◆ **EXERCISE BRIEF**
Extend the passage on aliens and animals that get by without two hands, picking up after its final sentence about octopuses.

◆ **PAGE EXTRACT**
>>>
The Puppeteers’ brains are safely tucked away inside their bodies, but they have two “necks” ending in “heads” each including one eye, one mouth, and a set of “fingers” around the lips. And the body has three legs. Decapitation is bad news for a Puppeteer,  like having a limb amputated, but not a death sentence.

Even more exotic are Vernor Vinge’s “Tines.” These are dog-like aliens who have evolved a short-range ultrasonic communication system that transmits information at such a high baud rate that a pack of half a dozen separate organisms is integrated into an enduring single individual with a shared consciousness. Losing one member of the pack is more like losing a limb, or having a stroke, than like the death of an individual. The mouths of the pack act together, as coordinated as the fingers on a hand, allowing the Tines to build up a medieval level civilization. (Vinge is a computer scientist, not an evolutionary biologist, however, and he glosses over some potential problems in Tine sociobiology: “all for one and one for all” is all very well, but which member of the pack actually gets to pass on their genes when it’s time to mate?)

But we don’t have to travel to other planets to find alternatives to two hands / two feet:

Elephant trunks, for example, let elephants browse while avoiding the need for a giraffe/diplodocus-style long neck. The trunks even have “fingers” (2 for African elephants, 1 for Asian elephants) that are sensitive enough to pick up a single piece of straw.

Even more exotic are octopuses (octopi, octopuses) – easily the smartest invertebrates, solitary creatures with little social life, but very handy with their tentacles. Peter Godfrey-Smith, philosopher and scuba diver gives his take here.
<<<
◆ **GIVEN INFORMATION**
>>>
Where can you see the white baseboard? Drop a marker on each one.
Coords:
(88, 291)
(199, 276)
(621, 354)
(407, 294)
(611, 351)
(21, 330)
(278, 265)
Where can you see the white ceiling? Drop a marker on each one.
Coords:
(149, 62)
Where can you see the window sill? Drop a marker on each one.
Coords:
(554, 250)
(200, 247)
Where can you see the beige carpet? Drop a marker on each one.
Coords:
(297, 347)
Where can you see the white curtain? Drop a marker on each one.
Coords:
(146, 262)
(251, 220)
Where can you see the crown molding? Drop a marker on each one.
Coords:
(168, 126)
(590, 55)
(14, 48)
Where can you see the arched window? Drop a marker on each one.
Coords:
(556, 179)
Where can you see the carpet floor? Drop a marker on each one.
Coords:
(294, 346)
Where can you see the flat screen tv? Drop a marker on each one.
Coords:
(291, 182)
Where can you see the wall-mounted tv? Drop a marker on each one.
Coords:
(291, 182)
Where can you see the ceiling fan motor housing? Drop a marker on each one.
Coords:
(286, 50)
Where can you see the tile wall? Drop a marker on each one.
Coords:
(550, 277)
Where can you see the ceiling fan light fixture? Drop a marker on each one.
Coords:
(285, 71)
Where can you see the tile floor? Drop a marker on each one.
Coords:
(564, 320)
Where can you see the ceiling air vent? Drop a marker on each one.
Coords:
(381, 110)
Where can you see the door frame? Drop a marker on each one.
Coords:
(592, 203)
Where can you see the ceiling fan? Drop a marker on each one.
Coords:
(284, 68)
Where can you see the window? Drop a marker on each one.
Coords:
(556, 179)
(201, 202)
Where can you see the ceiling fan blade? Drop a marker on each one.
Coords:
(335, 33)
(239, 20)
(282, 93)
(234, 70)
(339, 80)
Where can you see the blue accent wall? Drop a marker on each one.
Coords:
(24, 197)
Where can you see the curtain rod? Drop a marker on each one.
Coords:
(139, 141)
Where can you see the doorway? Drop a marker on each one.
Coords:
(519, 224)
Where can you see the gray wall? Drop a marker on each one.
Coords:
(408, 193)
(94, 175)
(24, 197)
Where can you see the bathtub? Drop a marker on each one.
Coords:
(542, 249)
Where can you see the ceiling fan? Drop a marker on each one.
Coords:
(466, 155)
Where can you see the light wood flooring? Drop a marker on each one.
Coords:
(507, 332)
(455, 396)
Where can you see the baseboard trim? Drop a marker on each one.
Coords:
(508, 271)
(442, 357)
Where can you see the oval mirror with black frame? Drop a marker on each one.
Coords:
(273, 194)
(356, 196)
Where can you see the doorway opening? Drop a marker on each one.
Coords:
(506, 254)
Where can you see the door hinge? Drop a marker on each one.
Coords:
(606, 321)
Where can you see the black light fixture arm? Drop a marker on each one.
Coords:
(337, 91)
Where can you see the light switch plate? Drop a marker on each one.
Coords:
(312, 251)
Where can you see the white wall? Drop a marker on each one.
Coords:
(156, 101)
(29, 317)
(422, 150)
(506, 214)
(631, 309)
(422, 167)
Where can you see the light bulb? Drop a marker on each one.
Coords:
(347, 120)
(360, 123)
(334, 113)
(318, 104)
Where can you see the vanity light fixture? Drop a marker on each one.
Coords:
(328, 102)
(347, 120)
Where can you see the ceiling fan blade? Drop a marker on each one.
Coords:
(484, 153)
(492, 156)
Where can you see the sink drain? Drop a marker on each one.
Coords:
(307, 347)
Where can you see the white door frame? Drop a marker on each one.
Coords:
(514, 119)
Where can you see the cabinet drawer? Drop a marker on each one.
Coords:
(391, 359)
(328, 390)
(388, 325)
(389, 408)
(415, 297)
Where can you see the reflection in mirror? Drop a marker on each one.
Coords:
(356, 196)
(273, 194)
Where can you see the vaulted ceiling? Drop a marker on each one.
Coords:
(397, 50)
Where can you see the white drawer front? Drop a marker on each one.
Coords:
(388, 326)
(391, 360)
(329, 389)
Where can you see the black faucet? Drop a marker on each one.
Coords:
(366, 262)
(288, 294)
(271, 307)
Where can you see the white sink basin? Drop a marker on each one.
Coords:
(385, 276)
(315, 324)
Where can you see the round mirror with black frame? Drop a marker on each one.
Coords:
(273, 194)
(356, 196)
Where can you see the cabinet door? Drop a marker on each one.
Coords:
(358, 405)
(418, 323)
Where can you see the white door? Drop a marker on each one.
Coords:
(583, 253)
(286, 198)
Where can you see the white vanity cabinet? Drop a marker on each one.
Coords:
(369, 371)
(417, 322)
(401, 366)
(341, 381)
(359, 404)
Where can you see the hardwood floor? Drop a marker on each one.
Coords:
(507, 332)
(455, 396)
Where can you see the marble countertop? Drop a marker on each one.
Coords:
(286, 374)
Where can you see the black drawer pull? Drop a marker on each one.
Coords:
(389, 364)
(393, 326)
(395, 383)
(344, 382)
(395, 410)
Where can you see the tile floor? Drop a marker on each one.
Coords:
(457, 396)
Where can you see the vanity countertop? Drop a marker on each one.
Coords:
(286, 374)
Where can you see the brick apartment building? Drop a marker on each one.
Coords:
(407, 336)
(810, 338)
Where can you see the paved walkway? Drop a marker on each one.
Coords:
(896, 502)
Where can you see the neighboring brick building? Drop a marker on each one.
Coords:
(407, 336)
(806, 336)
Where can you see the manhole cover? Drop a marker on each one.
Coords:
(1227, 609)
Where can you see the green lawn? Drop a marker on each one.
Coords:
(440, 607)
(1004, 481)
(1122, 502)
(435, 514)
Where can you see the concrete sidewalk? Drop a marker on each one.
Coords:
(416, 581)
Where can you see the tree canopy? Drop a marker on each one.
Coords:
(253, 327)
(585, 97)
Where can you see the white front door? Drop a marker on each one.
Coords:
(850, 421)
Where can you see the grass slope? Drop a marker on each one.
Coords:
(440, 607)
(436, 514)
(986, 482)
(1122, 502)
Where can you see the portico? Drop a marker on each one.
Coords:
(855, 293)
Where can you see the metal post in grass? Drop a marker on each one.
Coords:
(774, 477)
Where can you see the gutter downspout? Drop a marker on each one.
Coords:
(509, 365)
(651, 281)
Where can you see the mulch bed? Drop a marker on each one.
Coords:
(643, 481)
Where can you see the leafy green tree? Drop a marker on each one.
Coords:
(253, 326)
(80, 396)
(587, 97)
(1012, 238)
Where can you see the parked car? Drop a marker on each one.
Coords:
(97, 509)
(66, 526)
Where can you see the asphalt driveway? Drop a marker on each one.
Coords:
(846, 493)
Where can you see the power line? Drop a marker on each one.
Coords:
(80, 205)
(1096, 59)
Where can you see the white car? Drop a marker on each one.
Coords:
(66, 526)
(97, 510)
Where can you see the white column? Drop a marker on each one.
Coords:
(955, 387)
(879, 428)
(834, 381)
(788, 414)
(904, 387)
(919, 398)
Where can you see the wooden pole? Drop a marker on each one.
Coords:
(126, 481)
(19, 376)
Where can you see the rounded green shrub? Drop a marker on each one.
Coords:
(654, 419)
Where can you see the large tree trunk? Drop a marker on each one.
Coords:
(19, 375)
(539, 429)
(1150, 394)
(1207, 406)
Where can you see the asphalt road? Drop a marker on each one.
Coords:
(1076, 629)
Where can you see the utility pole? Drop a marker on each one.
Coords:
<<<
◆ **RESPONSE**
We’ll spend a lot of time on Logarithmic History asking how human beings got to be such an extraordinary species. Hands are an important part of the story, although the elephant and octopus cases suggest that hands (or their near-equivalent) are merely unusual, not absolutely unique to humans and near relations.

Ardi

4.4 Mya

We’ve got earlier hominins – SahelanthropusOrrorin tugensis, even an earlier species of Ardipithecus – but Ardi (her nickname, her species is Ardipithecus ramidus) stands out because she left us an exceptionally complete skeleton. 

And she helped to upend a lot of theories based on drawing a straight line between modern chimpanzees and later australopithecines. She was a biped. Her legs tucked under her pelvis, with a short lower spine, and a broad pelvis (all closer to modern humans than to chimps). Her outer foot was adapted for walking on the ground. But her toes were long-ish. And her big toe stood way off to the side: well-adapted for grasping branches. So when she was walking on the ground, she had to use her second toe to push off, instead of – like you and me – her big toe.

Ardi really shifted people to realizing that gorillas and chimps are specialized beasts, specialized in being big apes adept at climbing trees, grasping branches, swinging around, and pulling themselves up by their arms, but paying a price in inefficient knuckle walking when down on the ground. Ardi was taking up a different specialization, still a tree climber (her habitat was woodland, more than savannah), but ambling around (not quite striding yet) two-legged on the ground. 

So the common ancestor of chimps and humans, back before Ardi, apparently didn’t look all that much like either. In some respects she might have been somewhat closer to humans. She might even have been a sometime biped on the ground.

For a great recent summary, including lots of information about Ardi, and also about the politics, academic and otherwise, of digging fossils, check out Fossil Men: The Quest for the Oldest Skeleton and the Origins of Humankind.